Challenge -> Copy everything from the line containing "Task: Where can the forehead" down to the last of the rows, requests included, and shift every x and y coordinate in the answers by adding 140 to it.

Record excerpts ->
============================================================

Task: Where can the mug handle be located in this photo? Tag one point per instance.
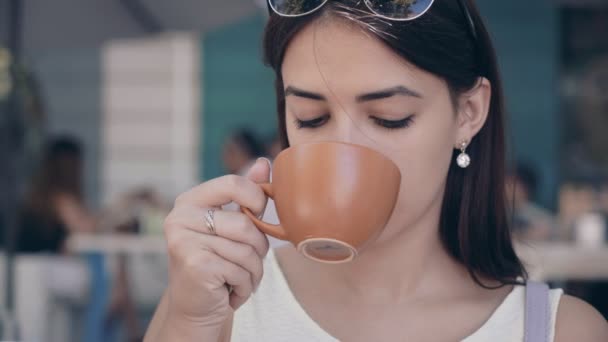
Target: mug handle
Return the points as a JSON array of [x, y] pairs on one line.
[[274, 230]]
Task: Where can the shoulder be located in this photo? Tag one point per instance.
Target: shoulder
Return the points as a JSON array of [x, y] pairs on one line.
[[579, 321]]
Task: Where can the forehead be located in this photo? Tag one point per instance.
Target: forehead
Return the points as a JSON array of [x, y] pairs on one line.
[[339, 54]]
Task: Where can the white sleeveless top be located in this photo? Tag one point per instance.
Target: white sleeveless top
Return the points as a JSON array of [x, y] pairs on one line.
[[273, 314]]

============================================================

Answer to the exercise ->
Task: Where can the forehead be located in this photo? Tag one point per instance.
Target: forehead
Return the points as a JSON array of [x, y] pairs on one line.
[[479, 194]]
Task: Where can the white sleeveless top be located in this photo? Tag one point per instance.
Target: white sleeveless top
Return the points as a JSON array of [x, y] pairs on one line.
[[413, 454]]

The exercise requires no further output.